» Material for this task
↓

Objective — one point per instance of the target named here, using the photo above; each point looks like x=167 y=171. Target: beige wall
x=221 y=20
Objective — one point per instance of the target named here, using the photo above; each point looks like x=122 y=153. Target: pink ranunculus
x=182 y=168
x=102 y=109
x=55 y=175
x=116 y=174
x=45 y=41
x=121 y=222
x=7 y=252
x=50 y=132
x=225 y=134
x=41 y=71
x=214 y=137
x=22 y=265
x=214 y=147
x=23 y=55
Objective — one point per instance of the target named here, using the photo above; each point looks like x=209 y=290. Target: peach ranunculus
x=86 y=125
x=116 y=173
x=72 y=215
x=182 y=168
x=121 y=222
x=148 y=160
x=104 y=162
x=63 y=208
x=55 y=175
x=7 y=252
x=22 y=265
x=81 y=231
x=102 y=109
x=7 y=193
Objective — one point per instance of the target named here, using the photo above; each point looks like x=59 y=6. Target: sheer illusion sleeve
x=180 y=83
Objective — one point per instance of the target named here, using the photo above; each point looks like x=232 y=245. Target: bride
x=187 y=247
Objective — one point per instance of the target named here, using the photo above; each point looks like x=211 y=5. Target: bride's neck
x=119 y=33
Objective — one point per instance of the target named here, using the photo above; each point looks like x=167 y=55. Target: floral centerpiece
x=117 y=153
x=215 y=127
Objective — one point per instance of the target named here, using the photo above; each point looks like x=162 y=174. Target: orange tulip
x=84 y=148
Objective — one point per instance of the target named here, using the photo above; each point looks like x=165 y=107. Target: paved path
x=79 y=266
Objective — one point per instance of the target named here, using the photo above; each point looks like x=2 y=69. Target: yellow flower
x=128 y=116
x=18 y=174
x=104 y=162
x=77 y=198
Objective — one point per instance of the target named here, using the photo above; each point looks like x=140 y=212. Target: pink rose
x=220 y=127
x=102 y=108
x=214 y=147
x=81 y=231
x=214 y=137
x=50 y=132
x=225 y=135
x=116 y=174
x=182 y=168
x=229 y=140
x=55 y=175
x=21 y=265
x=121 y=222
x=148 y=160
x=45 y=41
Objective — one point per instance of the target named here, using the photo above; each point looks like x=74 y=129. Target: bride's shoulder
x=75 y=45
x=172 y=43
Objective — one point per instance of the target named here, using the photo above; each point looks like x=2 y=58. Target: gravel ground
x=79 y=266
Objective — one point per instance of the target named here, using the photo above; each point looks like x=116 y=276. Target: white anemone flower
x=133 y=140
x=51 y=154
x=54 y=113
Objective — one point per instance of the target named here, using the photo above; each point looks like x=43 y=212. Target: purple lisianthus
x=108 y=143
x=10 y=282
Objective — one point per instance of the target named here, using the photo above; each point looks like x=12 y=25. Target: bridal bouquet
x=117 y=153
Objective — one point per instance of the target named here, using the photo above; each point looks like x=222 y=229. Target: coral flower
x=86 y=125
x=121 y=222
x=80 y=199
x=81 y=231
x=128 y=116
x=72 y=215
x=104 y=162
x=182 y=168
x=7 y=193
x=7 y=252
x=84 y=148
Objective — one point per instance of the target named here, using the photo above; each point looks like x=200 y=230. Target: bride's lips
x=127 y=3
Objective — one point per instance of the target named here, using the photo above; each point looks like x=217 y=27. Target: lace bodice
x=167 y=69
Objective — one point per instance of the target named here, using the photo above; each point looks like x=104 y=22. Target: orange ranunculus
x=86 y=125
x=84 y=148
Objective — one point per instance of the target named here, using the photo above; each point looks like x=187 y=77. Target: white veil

↑

» Stated task
Take the lines above from the one holding "Target: bride's shoulder" to the last and output them exactly.

» Reply to the exercise
Objective — one point per instance of the target named here, using the photo above; each point looks like x=74 y=129. Target: bride's shoulder
x=75 y=45
x=172 y=43
Objective — one point per instance of the target named here, using the photo above; each point looks like x=2 y=58. Target: gravel ground
x=79 y=266
Objective — one point per instance of the target named here, using the photo above; each point looks like x=116 y=276. Target: white anemone flower
x=133 y=140
x=51 y=154
x=54 y=113
Objective — one point per instance of the target named here, using the photo above; each point looks like x=43 y=212. Target: purple lisianthus
x=108 y=143
x=10 y=282
Objective — one point per instance of the target named here, using the photo above; each point looks like x=12 y=25. Target: bridal bouquet
x=117 y=153
Objective — one point per instance of the target named here, using the photo above; each point looks like x=222 y=229. Target: coral flower
x=86 y=125
x=121 y=222
x=80 y=199
x=81 y=231
x=128 y=116
x=72 y=215
x=104 y=162
x=182 y=168
x=7 y=193
x=7 y=252
x=84 y=148
Objective — one point per instance of the target named here, using the photo above; each point looks like x=200 y=230. Target: bride's lips
x=127 y=3
Objective — one point per instance of the target named here, using the photo above; each point looks like x=217 y=27. Target: lace bodice
x=167 y=69
Objective — one point per instance of the target named here, using the photo above; each point looks like x=104 y=22. Target: orange ranunculus
x=86 y=125
x=84 y=148
Objective — one point per instance of the target named here, using the photo above; each point looks like x=187 y=77. Target: white veil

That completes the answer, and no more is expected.